▸ **Text extract**
BEGIN

Question

Normalizing a 3D probability distribution

Answer 1

Let X, Y, and Z have the joint probability density function:\[f(x,y,z)= kxy^2z\]Where 0<x, y<1, 0<z<2 , and \[f(x,y,z)=0\]elsewhere. I need to find k such that it's a valid probability distribution function. Here's what I tried:\[k^{-1} = \lim_{a \rightarrow -\infty} \lim_{b \rightarrow \infty} \int\limits_{0}^{2}\int\limits_{a}^{1}\int\limits_{0}^{b}(xy^2z) dx dy dz = \lim_{a \rightarrow -\infty} \lim_{b \rightarrow \infty} \frac{b^2(1-a^3)}{3}\]But this is divergent. What am I doing wrong?

END

▸ **Work instructions**
Reproduce the part of the normalization question that opens with the words containing "Normalizing a 3D" and closes with "I doing wrong?", substituting "unbounded" for "divergent". The listing placed below is not required for any of this work.

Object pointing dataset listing
BEGIN

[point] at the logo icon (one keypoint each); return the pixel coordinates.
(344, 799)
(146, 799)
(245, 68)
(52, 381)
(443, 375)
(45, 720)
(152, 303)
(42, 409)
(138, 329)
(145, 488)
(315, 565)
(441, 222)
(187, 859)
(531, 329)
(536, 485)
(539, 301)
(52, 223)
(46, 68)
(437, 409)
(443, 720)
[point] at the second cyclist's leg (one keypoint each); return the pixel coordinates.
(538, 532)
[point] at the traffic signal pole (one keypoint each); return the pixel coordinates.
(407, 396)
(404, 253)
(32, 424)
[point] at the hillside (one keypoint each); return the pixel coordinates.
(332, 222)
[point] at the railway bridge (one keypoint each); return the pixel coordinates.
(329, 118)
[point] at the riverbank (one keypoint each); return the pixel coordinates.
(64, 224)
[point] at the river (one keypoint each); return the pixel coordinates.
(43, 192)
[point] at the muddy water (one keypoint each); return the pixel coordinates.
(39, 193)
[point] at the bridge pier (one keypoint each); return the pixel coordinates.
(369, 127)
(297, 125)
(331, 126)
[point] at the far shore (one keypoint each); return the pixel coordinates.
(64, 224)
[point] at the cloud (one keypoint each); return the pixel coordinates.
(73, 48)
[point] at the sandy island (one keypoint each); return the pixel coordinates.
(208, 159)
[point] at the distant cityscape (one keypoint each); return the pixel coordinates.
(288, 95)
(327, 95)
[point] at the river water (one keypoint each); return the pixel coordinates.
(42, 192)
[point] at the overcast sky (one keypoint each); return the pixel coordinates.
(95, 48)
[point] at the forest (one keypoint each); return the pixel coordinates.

END

▸ **Reply**
Normalizing a 3D probability distribution

Answer 1

Let X, Y, and Z have the joint probability density function:\[f(x,y,z)= kxy^2z\]Where 0<x, y<1, 0<z<2 , and \[f(x,y,z)=0\]elsewhere. I need to find k such that it's a valid probability distribution function. Here's what I tried:\[k^{-1} = \lim_{a \rightarrow -\infty} \lim_{b \rightarrow \infty} \int\limits_{0}^{2}\int\limits_{a}^{1}\int\limits_{0}^{b}(xy^2z) dx dy dz = \lim_{a \rightarrow -\infty} \lim_{b \rightarrow \infty} \frac{b^2(1-a^3)}{3}\]But this is unbounded. What am I doing wrong?